Your task:
Search the listing below for the line containing "of the black". From there through the line containing "of the street", transcribe every line exactly, both ends included.

Excerpted data:
▬▬▬

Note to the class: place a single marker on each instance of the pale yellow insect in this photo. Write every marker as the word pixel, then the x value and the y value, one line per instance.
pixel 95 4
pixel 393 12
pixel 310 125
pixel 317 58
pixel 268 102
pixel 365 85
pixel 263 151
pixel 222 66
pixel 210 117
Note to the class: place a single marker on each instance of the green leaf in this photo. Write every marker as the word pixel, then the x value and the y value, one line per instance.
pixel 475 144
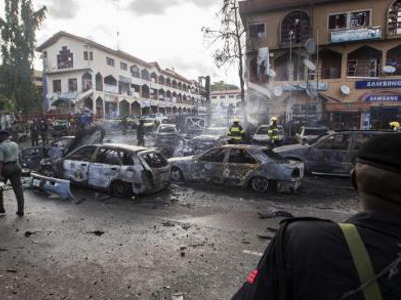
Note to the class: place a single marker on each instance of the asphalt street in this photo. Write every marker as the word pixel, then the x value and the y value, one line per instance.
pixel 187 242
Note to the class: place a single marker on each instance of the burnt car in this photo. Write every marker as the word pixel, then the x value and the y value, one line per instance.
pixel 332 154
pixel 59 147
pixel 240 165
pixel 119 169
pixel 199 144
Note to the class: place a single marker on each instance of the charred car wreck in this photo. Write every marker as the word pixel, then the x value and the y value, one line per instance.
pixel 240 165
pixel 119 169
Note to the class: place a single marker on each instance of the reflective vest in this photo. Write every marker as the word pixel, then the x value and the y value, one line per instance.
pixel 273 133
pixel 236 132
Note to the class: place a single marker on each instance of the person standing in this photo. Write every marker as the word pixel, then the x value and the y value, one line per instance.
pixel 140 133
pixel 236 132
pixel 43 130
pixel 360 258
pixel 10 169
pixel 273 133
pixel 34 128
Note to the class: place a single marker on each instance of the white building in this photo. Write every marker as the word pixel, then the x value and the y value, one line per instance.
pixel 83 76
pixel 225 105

▬▬▬

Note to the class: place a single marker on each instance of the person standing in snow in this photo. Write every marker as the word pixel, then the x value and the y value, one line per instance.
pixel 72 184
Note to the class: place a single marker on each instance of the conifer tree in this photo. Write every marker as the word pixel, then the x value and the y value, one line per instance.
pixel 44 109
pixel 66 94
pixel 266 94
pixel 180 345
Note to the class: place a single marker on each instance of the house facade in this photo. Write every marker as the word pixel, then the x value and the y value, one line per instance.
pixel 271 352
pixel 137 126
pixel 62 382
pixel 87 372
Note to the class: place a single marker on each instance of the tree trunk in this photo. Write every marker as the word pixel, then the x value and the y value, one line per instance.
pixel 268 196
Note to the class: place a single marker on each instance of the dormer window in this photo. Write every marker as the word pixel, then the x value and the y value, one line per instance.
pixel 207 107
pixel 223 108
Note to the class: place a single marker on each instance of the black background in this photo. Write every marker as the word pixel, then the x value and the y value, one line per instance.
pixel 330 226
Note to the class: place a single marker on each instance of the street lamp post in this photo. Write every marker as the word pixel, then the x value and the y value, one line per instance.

▬▬▬

Output of the exercise:
Note to the class: place a single marker on each instance of the black background in this photo. Write every marker as the word pixel, then the x value and the y value, one line per instance.
pixel 330 226
Note to the class: place a single marker on each instance of the street lamp post in this photo. Write every marker as the word pixel, then the x value and the y value, one line per instance.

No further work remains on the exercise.